I started using Python way back at the end of 1996 or early 1997. I was working in my PhD, for which the first project involved writing some simulations in FORTRAN. Originally I was using FORTRAN90, but then I needed to move my project to a server that had only FORTRAN77, so I was stuck with something that looked—at least to me—really ugly. While I was looking for alternatives (I used Mathematica, Matlab, SAS, Python and ASReml in my PhD), I stumbled on an article by Konrad Hinsen discussing using Python to glue FORTRAN programs. Intrigued, I downloaded Python and ordered a copy of Mark Lutz’s Programming Python (the October 1996 first edition). After reading the book for a while I was hooked on the language.

I used Python in and out for small projects, and later dropped almost all programming (that was not stats) around 2001. I have missed that quite a bit until yesterday when working with a list of words that Orlando is using. We had typed around 450 words in Spanish (and he uses around the same number in English) and I wanted to check if we had repeated words. I downloaded Python, wrote a few lines and presto! We did have around 20 repeated words and it was so nice to be able to write something in Python.

After that I did check a few web pages and I realised that the language has evolved quite nicely (although I rarely use the object oriented stuff) and there are at least two books that I will be browsing soon:

Both books are available as free downloads in a variety of formats, as well as in real old-fashioned paper. I will certainly buy the nicest one in a paper copy.

I forgot to mention that one of the great things about Python was the existence of an excellent set of libraries for matrix operations (at the time was Numpy) that has grown in to a great set of resources for scientific computing called SciPy.

RAW DATA:
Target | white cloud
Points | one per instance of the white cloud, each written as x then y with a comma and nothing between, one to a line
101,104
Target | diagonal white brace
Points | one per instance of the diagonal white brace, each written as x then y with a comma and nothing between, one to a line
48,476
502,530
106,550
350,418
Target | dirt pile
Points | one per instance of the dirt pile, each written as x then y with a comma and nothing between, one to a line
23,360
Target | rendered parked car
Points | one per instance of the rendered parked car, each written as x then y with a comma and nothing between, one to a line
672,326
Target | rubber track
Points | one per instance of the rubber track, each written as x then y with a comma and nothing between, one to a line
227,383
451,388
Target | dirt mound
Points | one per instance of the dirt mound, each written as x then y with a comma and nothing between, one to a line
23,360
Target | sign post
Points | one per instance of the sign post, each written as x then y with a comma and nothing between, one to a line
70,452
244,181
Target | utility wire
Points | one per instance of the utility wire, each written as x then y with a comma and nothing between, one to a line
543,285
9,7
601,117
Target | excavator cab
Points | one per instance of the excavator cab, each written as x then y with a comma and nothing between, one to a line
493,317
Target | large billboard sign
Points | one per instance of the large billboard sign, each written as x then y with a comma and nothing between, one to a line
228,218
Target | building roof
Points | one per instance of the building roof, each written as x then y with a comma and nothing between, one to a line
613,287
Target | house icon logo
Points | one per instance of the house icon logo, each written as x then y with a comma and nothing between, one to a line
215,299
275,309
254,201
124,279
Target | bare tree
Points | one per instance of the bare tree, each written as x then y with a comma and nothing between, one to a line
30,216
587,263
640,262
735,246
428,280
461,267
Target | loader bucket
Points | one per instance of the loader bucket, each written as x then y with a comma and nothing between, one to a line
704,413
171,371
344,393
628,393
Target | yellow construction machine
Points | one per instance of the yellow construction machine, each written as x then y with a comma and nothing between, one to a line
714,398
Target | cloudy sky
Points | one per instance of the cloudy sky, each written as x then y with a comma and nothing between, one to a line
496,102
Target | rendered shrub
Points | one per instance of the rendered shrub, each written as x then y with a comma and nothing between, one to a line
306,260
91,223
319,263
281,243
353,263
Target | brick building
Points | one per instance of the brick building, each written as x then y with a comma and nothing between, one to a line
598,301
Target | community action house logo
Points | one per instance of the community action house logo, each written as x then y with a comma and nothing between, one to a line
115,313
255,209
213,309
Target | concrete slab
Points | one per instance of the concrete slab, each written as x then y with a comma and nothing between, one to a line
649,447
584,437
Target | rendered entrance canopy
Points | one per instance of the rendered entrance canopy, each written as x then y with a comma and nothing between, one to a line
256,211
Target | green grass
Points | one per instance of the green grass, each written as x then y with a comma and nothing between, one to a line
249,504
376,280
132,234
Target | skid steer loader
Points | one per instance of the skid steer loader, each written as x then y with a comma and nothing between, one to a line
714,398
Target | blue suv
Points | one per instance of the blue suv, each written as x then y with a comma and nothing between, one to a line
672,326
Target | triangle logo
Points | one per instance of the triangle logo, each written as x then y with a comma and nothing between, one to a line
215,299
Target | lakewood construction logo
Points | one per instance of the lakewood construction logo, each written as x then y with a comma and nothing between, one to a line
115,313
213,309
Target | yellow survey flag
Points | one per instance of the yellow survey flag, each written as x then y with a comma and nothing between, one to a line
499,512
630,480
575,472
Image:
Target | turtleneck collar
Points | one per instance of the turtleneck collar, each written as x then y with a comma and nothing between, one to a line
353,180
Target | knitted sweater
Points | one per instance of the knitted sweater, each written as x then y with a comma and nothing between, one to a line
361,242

TO DO:
In the passage about learning Python, which book did the writer order after downloading Python? The rows are independent material and have no connection to the passage about learning Python.

SOLUTION FOR THIS TASK:
Mark Lutz's Programming Python, the October 1996 first edition.